THE TASK: Your response is a verbatim copy of the listing, stripped of its images.

DATA TO EXAMINE:
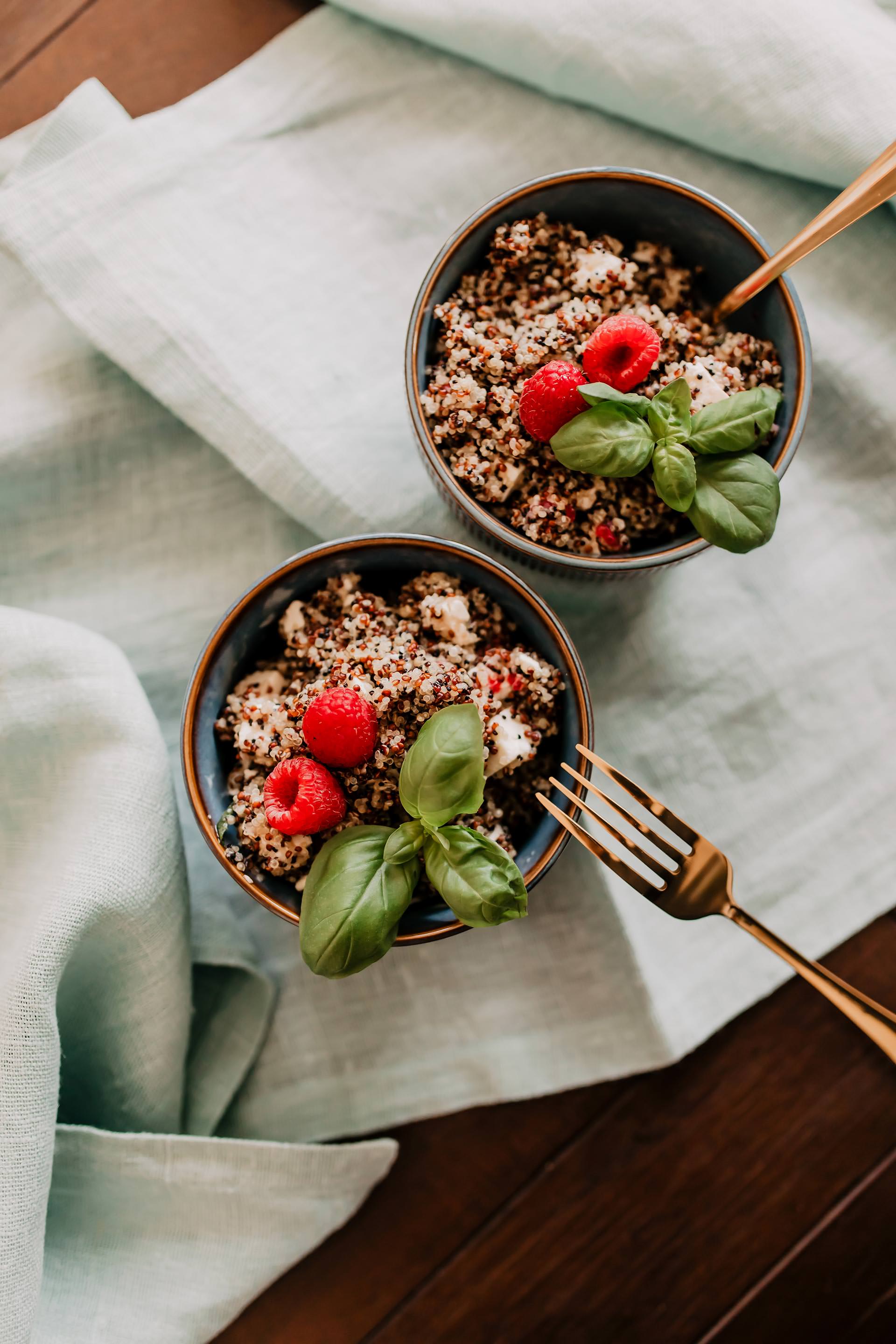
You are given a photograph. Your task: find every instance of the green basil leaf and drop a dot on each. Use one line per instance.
(597, 393)
(739, 422)
(352, 902)
(669, 414)
(675, 475)
(444, 772)
(434, 834)
(226, 820)
(736, 500)
(608, 440)
(476, 878)
(404, 843)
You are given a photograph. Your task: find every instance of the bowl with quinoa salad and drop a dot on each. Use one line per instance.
(570, 392)
(367, 728)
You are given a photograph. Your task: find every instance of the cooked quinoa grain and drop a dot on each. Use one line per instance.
(437, 642)
(542, 292)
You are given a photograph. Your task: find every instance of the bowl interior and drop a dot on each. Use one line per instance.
(252, 624)
(632, 207)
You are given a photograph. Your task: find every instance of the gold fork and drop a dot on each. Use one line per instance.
(698, 883)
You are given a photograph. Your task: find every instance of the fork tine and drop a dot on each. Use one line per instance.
(647, 859)
(656, 808)
(594, 847)
(669, 850)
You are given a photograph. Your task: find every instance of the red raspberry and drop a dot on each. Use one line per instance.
(621, 353)
(608, 537)
(550, 398)
(303, 796)
(340, 728)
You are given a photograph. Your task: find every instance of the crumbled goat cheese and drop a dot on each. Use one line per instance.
(540, 294)
(598, 271)
(511, 742)
(448, 616)
(708, 379)
(437, 643)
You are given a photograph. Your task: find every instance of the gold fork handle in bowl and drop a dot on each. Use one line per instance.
(874, 1019)
(875, 186)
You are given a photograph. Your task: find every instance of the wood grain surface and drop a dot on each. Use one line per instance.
(745, 1197)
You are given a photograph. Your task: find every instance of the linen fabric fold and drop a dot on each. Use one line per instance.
(203, 320)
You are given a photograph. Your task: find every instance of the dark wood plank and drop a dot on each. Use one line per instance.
(664, 1213)
(450, 1176)
(28, 25)
(879, 1323)
(148, 56)
(823, 1288)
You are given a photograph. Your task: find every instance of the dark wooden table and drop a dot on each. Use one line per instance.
(745, 1197)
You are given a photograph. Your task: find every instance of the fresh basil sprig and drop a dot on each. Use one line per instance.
(731, 504)
(444, 770)
(669, 412)
(405, 842)
(597, 393)
(736, 502)
(363, 879)
(735, 425)
(475, 877)
(608, 440)
(675, 475)
(352, 902)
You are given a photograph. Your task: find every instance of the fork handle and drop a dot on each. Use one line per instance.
(871, 189)
(874, 1019)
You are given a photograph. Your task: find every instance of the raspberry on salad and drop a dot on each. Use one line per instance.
(608, 537)
(301, 798)
(340, 728)
(551, 398)
(621, 353)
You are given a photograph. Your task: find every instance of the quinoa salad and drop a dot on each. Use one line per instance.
(433, 643)
(545, 288)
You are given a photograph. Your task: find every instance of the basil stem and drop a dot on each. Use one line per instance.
(669, 412)
(404, 842)
(675, 475)
(226, 820)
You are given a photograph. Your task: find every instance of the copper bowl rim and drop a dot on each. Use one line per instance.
(483, 518)
(367, 542)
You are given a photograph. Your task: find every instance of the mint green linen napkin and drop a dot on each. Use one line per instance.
(151, 1234)
(181, 412)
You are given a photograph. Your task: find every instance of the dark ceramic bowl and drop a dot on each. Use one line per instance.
(385, 562)
(629, 205)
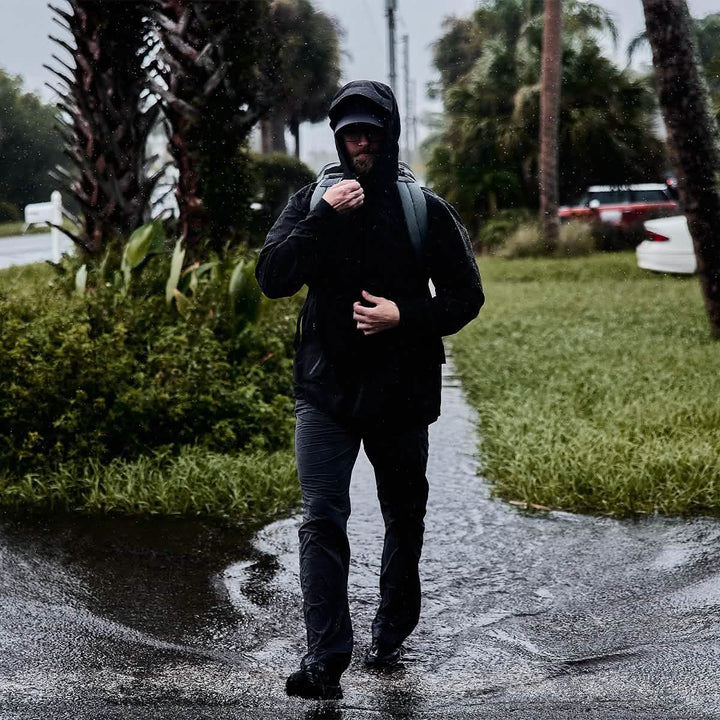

RESULT BELOW:
You are given a photograph. Your task: find every instance of the green basil leaf and drop a dot on each. Use one line per instance.
(597, 393)
(739, 422)
(352, 902)
(669, 414)
(675, 475)
(444, 772)
(434, 834)
(226, 820)
(736, 500)
(608, 440)
(476, 878)
(404, 843)
You are given a photograph. Your task: find every instance of the bowl with quinoa salad and drop a dot on each. Use one line per instance.
(570, 392)
(367, 728)
You are given a photograph. Your task: find every instance of the cooked quinoa grain and drop a dot on each. Use one line per instance.
(437, 642)
(542, 292)
You are given a photograph. Your task: find every instance of the bowl interior and drop a dot on each. Use one line per instance.
(252, 624)
(632, 207)
You are given a photograph. Your task: find every instance of the gold fork and drop a dot on each. Use one line per instance.
(698, 883)
You are given a photograph. Your task: find every instance of the fork tine and drop a dot on each. Use one line per instance.
(647, 859)
(656, 808)
(594, 847)
(669, 850)
You are given a photograph. Your task: find every instance of the red raspberry and drop a dot on each. Use one line per instance.
(621, 353)
(608, 537)
(550, 398)
(303, 796)
(340, 728)
You are given a photograph. Your task: find every instance of the crumbled goat cheese and drop a dot on each. Use one line per instance.
(540, 294)
(598, 271)
(511, 742)
(448, 616)
(708, 379)
(437, 643)
You are given a photograph. Your task: find every instance of the gold fork handle in bowl and drop a dot on each. Use one line per instance.
(874, 1019)
(875, 186)
You are given a photograph. Your task: find every instance of the wood grain surface and drop a dot on each. Use one line per instance.
(745, 1197)
You are given a photograph. Your task: find every instance of the linen fabric fold and drop a dot on each. Use one line per instance.
(203, 320)
You are given a photograph. Your task: find every instance of the dark wood plank and drop a dot on each. Use one line per instance.
(664, 1213)
(450, 1176)
(28, 25)
(879, 1323)
(148, 56)
(823, 1288)
You are given a photograph. Your task: find every instance of the dark wooden table and drop a dot on each. Use one line per instance.
(745, 1197)
You are given a photograph. Your task: find every instance of the fresh basil sprig and drop a dot on each. Use one line per instance.
(731, 504)
(444, 770)
(669, 412)
(405, 842)
(597, 393)
(736, 502)
(363, 879)
(735, 425)
(475, 877)
(608, 440)
(675, 475)
(352, 902)
You are given a photograph. Your task: find every instance of the fork handle and drop a dot on each. Use one line per instance.
(871, 189)
(874, 1019)
You are given a photograph. Your task: find every instance of the raspberry on salad and drop a dot on each. Use one line per instance.
(608, 537)
(301, 798)
(340, 728)
(551, 398)
(621, 353)
You are given a photograph. Your task: find every instance of the quinoa salad and drop a dot on each. Use one line per instance.
(433, 643)
(545, 288)
You are given a photograph. Your task: find every instance of the basil stem and drop a dot on each. Use one line per instance.
(669, 412)
(404, 842)
(675, 475)
(226, 820)
You are given a photograph. Your task: find every instance of the copper bowl rim and drop a dot on each. Use one line per instance.
(483, 518)
(367, 542)
You are given a photograph. Your task: find every instance of the mint green linen napkin and drop a dot on each. Use one line per instance.
(151, 1234)
(181, 412)
You are given a photograph. Your task: find every instance of the dark ceramic bowl and drop a dot on each. Use one line per instance.
(385, 562)
(629, 205)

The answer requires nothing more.